EXCERPT PROVIDED:

- Opening Delimiter -

Day 7 — Publish the dashboard & rhythm
- Share the dashboard with directors and ops weekly. Log decisions and savings estimates.
- Set guardrails: automatic fallback to lighter models if spend crosses the weekly exception budget; cap output length during spikes.
Eight cost levers you can turn this month
- Prompt/context caching for reusable instructions and policies. Look for vendors that discount cached reads heavily and support explicit or implicit caches with sensible time‑to‑live. docs.cloud.google.com
- Batching for non‑urgent tasks. Many providers offer lower rates for asynchronous batch jobs; reserve real‑time capacity for user‑visible interactions. openai.com
- Model tiering: adopt a “mini → standard → large” ladder, and measure the share of traffic on the cheaper tiers weekly.
- Intelligent prompt routing: where available, enable provider routing that steers simpler requests to cheaper models; some providers claim up to 30% cost reduction without accuracy loss when routing well. aws.amazon.com
- Retrieval diet: reduce the number and size of documents you retrieve. Duplicate or oversized chunks inflate token costs.

- Closing Delimiter -

RAW DATA:
- Opening Delimiter -

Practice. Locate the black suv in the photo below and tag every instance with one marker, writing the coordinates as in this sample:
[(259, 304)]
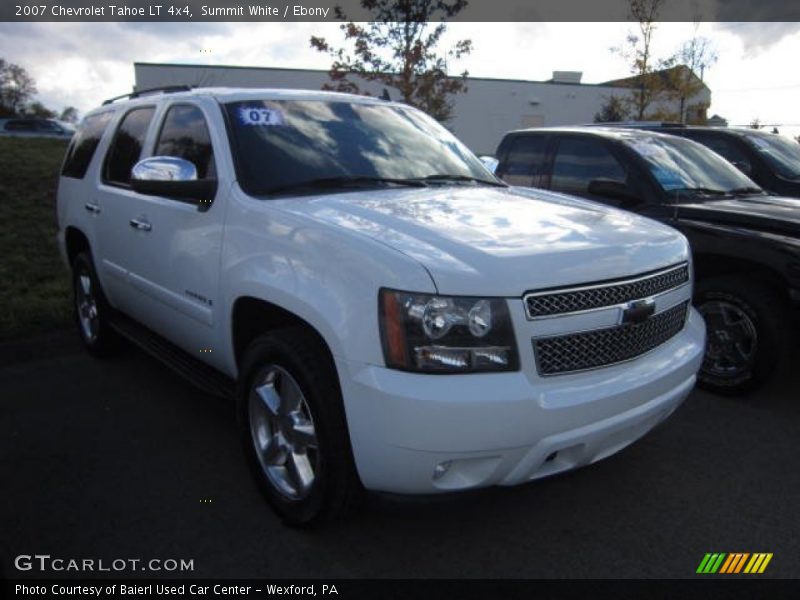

- Closing Delimiter -

ACTIVITIES:
A. In the cost-lever list, why does the "Retrieval diet" item advise cutting the number and size of retrieved documents? Answer in one to three sentences.
B. Carry on the text about cutting AI model costs, starting right after the "Retrieval diet" item.

ANSWERS TO THE PROBLEMS:
A. Duplicate or oversized chunks inflate token costs. Retrieving fewer and smaller documents keeps those costs down.

B.
- Output discipline: constrain verbosity and formats. Auto‑truncate or summarise lengthy drafts before sending back‑and‑forth through the model again.
- Autoscaling where you self‑host: if you run any models or vector stores yourself, use autoscaling to avoid paying for idle capacity. docs.cloud.google.com
- Reserved/provisioned capacity selectively: if your volume is predictable, reservations can secure capacity and discounts, but buy after you’ve proven usage because availability varies and terms are a commitment. learn.microsoft.com
The weekly operating rhythm (30 minutes)
- Review trends: cost‑per‑resolution, cache hit rate, model mix, p95 latency.
- Decide two actions: one quality action, one cost action (e.g., trim a long prompt; add a batch rule).
- Run a micro‑experiment: A/B test a lighter model on a narrow topic for three days.
- Update the exception log: if the exception budget triggered, note cause and automated response.
- Share a one‑line summary with the board sponsor: “This week cost‑per‑resolution fell 18% due to caching; no customer‑visible impact.”
Procurement questions that reveal hidden costs
Use these with platform vendors and integrators.
- What discounted routes do you support (batching, cached reads, model routing) and how are they reported on invoices? Provide a worked example.
- Can we set budgets and automated actions (pause, throttle, fallback) at workspace or use‑case level? If not, what’s the workaround? Note that some services (e.g., Azure OpenAI) rely on budgets and alerts rather than hard caps. learn.microsoft.com
- How do you expose cache hit rate and token breakdown per request so we can attribute savings?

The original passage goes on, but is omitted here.